Gather all lines with "wooden" from the records.

********************

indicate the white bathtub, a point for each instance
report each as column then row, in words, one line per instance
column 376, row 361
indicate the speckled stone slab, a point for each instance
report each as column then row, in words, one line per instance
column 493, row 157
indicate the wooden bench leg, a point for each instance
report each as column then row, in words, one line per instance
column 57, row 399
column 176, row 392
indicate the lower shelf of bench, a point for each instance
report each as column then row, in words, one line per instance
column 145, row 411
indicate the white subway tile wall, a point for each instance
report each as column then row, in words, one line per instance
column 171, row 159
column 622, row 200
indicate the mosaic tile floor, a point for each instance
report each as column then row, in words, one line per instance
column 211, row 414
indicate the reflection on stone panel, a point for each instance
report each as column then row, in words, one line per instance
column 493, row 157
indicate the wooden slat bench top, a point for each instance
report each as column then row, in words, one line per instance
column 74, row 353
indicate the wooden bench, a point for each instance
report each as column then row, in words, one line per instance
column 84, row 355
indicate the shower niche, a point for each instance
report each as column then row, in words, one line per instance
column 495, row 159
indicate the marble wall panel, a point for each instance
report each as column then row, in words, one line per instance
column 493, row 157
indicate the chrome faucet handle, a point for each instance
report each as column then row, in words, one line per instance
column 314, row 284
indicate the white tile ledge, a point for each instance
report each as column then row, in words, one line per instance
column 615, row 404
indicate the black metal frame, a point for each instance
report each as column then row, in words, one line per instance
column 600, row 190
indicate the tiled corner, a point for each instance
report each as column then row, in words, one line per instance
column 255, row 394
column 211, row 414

********************

» Response to this task:
indicate the wooden bench leg, a point for each instance
indicate the wooden slat bench top, a point for each instance
indicate the wooden bench, a point for each instance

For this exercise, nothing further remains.